Data section:
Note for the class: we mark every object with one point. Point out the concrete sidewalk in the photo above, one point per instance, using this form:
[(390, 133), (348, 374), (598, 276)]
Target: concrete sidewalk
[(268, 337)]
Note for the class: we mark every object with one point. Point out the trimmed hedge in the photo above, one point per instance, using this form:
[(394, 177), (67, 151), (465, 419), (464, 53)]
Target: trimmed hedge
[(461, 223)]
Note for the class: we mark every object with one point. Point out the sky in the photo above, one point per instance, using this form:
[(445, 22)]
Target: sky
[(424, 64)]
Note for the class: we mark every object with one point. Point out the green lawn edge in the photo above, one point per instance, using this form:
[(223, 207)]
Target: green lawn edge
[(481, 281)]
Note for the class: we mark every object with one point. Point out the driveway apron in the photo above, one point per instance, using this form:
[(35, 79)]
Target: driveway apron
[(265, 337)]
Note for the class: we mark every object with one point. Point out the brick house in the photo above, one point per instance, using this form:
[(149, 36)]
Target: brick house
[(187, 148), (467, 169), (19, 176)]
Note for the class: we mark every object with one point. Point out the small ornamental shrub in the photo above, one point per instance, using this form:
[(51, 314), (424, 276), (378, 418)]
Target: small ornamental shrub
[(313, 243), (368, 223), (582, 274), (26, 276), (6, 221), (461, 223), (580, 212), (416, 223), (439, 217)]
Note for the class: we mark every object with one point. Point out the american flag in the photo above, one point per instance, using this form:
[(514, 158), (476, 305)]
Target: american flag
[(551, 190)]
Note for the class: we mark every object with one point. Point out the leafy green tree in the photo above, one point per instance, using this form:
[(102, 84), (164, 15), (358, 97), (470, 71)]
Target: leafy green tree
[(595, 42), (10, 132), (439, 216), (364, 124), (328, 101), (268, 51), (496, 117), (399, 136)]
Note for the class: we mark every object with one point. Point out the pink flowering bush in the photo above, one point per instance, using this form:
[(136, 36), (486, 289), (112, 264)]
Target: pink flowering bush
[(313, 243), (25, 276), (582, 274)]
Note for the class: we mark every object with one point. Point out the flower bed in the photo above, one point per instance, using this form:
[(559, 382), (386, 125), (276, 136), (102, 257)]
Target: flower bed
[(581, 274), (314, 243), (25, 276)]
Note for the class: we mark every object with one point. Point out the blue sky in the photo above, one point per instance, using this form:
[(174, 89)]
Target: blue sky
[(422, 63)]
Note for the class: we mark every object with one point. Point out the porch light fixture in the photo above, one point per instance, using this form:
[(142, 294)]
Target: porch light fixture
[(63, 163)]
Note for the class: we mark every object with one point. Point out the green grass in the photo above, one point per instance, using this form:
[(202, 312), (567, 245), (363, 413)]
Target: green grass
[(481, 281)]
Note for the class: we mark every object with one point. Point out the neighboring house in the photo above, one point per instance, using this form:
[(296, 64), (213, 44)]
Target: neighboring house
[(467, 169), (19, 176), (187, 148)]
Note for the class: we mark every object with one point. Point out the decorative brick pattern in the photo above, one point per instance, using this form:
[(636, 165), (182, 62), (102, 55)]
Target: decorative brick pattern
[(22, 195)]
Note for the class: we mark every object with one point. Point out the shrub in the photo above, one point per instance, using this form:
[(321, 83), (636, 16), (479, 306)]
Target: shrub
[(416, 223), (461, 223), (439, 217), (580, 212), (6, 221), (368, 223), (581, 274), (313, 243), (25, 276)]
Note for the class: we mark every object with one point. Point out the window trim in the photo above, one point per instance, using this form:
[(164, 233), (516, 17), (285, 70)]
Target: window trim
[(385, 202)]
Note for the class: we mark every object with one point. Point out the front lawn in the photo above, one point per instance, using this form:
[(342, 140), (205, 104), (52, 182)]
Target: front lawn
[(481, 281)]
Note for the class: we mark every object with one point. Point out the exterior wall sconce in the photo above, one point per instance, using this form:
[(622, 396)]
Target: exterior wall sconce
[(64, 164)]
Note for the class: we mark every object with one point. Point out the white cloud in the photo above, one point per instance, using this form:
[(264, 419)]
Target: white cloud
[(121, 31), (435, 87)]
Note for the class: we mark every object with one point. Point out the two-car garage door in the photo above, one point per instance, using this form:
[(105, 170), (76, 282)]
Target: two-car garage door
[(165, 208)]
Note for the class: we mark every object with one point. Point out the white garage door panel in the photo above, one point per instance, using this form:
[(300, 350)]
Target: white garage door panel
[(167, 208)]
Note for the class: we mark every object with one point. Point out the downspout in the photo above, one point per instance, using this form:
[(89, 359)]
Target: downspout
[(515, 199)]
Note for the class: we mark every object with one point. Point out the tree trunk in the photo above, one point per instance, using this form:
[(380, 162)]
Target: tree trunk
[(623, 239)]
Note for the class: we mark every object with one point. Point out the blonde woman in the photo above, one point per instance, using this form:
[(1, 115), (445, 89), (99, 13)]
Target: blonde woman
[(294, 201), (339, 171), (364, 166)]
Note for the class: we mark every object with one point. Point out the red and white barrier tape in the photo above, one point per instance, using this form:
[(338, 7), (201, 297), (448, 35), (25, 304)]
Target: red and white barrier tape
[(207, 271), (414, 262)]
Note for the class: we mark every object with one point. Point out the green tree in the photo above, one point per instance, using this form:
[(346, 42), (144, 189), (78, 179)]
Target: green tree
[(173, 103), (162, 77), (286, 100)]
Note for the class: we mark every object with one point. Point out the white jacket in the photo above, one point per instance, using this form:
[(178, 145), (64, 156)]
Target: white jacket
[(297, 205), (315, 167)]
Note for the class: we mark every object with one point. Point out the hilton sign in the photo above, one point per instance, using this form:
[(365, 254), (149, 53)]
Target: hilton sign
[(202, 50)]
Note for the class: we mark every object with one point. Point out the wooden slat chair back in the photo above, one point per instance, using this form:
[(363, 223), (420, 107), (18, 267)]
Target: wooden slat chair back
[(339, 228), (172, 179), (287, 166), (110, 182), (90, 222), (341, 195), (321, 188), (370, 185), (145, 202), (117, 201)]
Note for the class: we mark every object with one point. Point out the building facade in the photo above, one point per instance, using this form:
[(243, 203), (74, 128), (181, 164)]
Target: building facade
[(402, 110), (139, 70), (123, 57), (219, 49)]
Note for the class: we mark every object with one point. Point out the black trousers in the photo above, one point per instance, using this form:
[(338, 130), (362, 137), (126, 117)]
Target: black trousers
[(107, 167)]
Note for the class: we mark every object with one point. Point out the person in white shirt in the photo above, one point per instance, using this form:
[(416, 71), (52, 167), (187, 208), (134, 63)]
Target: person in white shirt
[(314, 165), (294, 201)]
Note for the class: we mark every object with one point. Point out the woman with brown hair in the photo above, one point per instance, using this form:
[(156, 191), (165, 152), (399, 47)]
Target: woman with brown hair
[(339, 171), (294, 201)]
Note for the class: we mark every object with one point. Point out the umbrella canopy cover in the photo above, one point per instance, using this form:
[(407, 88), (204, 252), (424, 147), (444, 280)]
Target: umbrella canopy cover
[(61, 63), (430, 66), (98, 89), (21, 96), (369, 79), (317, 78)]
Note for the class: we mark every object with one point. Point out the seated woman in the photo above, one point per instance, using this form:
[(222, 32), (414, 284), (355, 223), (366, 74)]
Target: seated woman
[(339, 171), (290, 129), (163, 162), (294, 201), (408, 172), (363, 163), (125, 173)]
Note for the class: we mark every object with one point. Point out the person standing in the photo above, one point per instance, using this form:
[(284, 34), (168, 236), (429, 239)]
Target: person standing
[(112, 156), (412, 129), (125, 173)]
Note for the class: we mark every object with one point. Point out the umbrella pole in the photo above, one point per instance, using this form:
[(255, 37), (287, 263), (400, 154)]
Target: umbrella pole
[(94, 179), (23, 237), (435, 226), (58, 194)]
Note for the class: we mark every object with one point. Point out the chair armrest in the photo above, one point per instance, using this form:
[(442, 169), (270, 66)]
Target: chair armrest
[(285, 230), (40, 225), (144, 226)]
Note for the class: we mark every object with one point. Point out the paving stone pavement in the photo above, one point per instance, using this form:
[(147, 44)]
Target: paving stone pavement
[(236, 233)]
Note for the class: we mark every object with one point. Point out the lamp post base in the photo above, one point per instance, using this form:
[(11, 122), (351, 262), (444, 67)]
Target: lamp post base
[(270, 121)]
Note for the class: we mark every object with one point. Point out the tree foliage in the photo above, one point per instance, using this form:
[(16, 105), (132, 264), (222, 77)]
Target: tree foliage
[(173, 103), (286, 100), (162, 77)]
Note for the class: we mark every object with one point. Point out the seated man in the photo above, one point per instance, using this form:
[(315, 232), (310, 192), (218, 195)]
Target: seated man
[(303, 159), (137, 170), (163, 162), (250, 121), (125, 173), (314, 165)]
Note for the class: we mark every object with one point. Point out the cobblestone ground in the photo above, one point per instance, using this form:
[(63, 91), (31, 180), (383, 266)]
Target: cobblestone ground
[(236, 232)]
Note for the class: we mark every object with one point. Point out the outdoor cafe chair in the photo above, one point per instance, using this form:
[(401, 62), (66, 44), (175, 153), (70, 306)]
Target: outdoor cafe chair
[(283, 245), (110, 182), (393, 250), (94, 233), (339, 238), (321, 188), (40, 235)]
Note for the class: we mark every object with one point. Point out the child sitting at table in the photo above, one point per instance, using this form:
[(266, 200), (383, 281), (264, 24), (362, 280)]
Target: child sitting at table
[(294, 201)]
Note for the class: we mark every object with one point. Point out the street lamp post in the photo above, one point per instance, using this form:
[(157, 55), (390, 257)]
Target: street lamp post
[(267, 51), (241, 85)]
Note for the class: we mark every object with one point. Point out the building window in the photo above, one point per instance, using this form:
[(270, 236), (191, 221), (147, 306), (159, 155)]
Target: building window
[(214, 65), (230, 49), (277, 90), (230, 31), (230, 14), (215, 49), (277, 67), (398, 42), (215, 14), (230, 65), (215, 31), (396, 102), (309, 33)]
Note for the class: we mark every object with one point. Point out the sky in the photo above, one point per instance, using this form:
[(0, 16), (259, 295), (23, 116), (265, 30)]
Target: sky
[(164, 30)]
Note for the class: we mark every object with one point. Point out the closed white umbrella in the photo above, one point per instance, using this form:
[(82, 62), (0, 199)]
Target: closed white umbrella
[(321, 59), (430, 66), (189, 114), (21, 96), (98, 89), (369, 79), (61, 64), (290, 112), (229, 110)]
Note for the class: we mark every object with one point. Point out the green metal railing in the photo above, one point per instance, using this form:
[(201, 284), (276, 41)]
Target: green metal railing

Exercise details:
Begin with the line that contains "out the street" and quote each line after it exactly, stopping after the last line of the data.

Task answer:
Note for the class: we mark every object with one point. Point out the street lamp post in the photo above, one point per instance, using this form:
[(157, 55), (390, 257)]
Target: street lamp post
[(267, 51), (241, 85)]
Note for the class: we mark every object with one point. Point out the building window in the photo above, one point per instance, using this form:
[(270, 236), (191, 221), (147, 306), (159, 155)]
Target: building window
[(214, 65), (230, 49), (277, 90), (230, 31), (230, 14), (215, 49), (277, 67), (398, 42), (215, 14), (230, 65), (215, 31), (396, 102), (309, 33)]
Note for the class: we mark every object with one point. Point out the sky in the photo above, one point per instance, using this form:
[(0, 16), (259, 295), (23, 116), (265, 30)]
Target: sky
[(164, 30)]
Note for the class: we mark every object with one point. Point out the closed white umbrella in the photo above, one point per instance, using this form:
[(82, 62), (0, 199)]
Target: closed white umbrella
[(321, 59), (430, 66), (189, 114), (21, 96), (98, 89), (369, 79), (61, 64), (290, 112), (229, 110)]
Note for the class: we mark every object with one point. Point out the green metal railing in the photo above, one point per instance, using this form:
[(201, 284), (276, 41)]
Target: green metal railing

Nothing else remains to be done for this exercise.